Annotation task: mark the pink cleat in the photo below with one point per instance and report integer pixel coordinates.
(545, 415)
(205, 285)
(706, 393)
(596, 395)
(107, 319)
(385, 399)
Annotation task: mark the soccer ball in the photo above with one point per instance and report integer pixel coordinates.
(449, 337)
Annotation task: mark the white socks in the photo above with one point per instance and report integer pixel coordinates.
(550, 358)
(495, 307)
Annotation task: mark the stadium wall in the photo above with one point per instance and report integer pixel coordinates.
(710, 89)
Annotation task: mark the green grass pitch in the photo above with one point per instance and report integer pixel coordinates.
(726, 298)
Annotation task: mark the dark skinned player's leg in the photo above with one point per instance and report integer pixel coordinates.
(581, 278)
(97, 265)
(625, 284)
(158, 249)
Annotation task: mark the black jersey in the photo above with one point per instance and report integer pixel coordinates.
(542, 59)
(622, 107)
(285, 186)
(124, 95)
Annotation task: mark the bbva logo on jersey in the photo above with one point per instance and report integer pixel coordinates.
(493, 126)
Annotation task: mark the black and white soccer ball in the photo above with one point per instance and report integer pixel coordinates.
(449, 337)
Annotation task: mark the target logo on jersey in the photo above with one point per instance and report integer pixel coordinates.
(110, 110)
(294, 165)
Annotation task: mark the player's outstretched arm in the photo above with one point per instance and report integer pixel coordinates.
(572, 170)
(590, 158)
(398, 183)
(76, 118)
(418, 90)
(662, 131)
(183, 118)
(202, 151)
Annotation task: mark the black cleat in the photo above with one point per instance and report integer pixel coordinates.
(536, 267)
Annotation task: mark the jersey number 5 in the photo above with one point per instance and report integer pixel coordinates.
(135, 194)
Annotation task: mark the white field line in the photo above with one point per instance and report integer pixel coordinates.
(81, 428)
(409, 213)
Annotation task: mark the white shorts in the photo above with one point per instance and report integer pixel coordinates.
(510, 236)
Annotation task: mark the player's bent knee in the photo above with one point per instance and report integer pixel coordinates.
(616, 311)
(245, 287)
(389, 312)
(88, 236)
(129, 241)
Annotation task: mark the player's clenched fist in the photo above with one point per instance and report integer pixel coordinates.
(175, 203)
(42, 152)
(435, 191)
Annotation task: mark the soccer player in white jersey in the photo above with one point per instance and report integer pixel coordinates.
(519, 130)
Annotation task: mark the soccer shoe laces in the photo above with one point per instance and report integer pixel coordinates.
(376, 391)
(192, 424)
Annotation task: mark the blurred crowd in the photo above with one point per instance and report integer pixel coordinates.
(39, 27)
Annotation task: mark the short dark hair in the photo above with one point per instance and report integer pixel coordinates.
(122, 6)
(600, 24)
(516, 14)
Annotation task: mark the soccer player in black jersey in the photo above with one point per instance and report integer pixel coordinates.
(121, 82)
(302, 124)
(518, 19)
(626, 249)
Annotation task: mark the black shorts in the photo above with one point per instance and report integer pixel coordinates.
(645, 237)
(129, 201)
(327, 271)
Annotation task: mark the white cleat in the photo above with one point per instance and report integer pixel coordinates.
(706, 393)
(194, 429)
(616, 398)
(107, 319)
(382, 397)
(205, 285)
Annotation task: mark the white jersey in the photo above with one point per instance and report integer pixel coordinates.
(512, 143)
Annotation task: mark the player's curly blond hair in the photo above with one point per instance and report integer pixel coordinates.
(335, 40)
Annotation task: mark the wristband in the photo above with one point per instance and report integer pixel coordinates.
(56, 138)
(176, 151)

==*==

TASK DIRECTIONS: Reproduce the lines above. Leave each one as it is.

EXPECTED ANSWER:
Annotation task: mark the pink cleat in the photo below with one point per instance and report integer pixel coordinates.
(545, 415)
(205, 285)
(706, 393)
(596, 395)
(107, 319)
(385, 399)
Annotation task: mark the soccer ball in the photo above with one point per instance and report integer pixel coordinates.
(449, 337)
Annotation task: mark the white socks in the photo above with one point per instance and report integer pixel coordinates.
(550, 358)
(495, 307)
Annotation task: mark the stadium wall in the photo above with one point per instance and report integer pixel coordinates.
(710, 89)
Annotation task: mark the green grass pitch in the photo above with one point per instance and report integer pixel coordinates.
(726, 298)
Annotation task: mark the dark skinned player's leg in the photo above with one point per instance and report integer pixel coordinates.
(581, 278)
(97, 265)
(625, 284)
(158, 249)
Annotation task: mark the black jersey in the photo above with one point per instance and report integer pixel coordinates.
(542, 59)
(622, 107)
(285, 186)
(124, 95)
Annotation task: mark the bbva logo on jersey in the photo above with one point per instance and report integer pixel coordinates.
(493, 126)
Annotation task: mark the black and white soccer ball in the photo above with one point per instance and report integer pixel coordinates.
(449, 337)
Annotation task: mark the target logo on jersey in the photo above with one point per instance and report integer pixel coordinates.
(110, 110)
(294, 165)
Annotation task: mark the player's outstretched arm in the photo above with one point per instance and report integer pixel coordinates.
(572, 170)
(590, 158)
(398, 183)
(76, 118)
(418, 90)
(662, 131)
(183, 118)
(202, 151)
Annotation task: mark the black cleat in the photo above with one point per instance and report integer pixel coordinates.
(536, 267)
Annotation task: mark the jersey number 5 in the photo above with one point per instance and report integer pixel coordinates.
(135, 194)
Annotation task: mark the white field line in the photo above with one point per instance and report integer pixel coordinates.
(81, 428)
(409, 213)
Annotation task: mark the white shorts in the photo above with one point per instance and report integer pixel coordinates.
(510, 236)
Annotation task: mark the player's bent knee in the photo above with one point per instance and report integer pixel coordinates.
(616, 311)
(245, 287)
(389, 312)
(88, 236)
(129, 241)
Annotation task: mark the player's clenched fist in the photo above with one point per instance and report integer pixel coordinates.
(175, 203)
(42, 152)
(435, 191)
Annotation task: mark the soccer player in white jersey in the photo above with one point per instance and report integer pixel coordinates.
(519, 130)
Annotation task: mark the soccer shoe laces in the photo above with one point per instance and report integer pixel coordinates.
(376, 391)
(192, 424)
Annotation task: mark the blurred crowd in the photo above with one point per instance and report integer pixel coordinates.
(39, 27)
Annotation task: mark the short dark hair in the photo above with one point per instance and report integer pixel coordinates.
(122, 6)
(600, 24)
(516, 14)
Annotation task: mark the soccer player in black jersey in the photo above with one point per instance and report integer pixel coordinates.
(121, 82)
(302, 124)
(518, 19)
(626, 249)
Annotation task: mark the black shorts in the photo above with one point per instance and report integer pixel coordinates.
(645, 237)
(129, 201)
(327, 271)
Annotation task: mark the white cleat in the photo above with one point per instance and report integer pixel coordinates.
(706, 393)
(194, 429)
(616, 398)
(107, 319)
(382, 397)
(205, 285)
Annotation task: mark the white jersey in the photo above with one point per instance and report integer pixel coordinates.
(512, 143)
Annotation task: mark the player's curly blond hair in the photo above with one point per instance and report integer pixel coordinates.
(335, 40)
Annotation task: mark the wristband in the photo above with one point per instance and report integer pixel coordinates.
(56, 138)
(176, 151)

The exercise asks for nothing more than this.